Copy the following material line by line, word for word, without changing anything.

● **Listed records**:
>>>>>
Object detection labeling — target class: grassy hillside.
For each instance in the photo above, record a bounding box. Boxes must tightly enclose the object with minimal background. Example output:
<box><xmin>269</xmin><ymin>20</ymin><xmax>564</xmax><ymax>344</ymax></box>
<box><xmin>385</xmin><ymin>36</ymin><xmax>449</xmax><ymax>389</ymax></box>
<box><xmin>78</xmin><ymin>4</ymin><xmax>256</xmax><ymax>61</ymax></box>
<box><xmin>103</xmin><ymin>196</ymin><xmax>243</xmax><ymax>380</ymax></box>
<<<<<
● **Worked answer**:
Object detection labeling — target class: grassy hillside.
For each instance in the photo above, record a bounding box. Boxes must tightly enclose the object with minimal background. Example output:
<box><xmin>269</xmin><ymin>20</ymin><xmax>564</xmax><ymax>344</ymax></box>
<box><xmin>385</xmin><ymin>36</ymin><xmax>449</xmax><ymax>389</ymax></box>
<box><xmin>78</xmin><ymin>4</ymin><xmax>256</xmax><ymax>61</ymax></box>
<box><xmin>103</xmin><ymin>196</ymin><xmax>243</xmax><ymax>380</ymax></box>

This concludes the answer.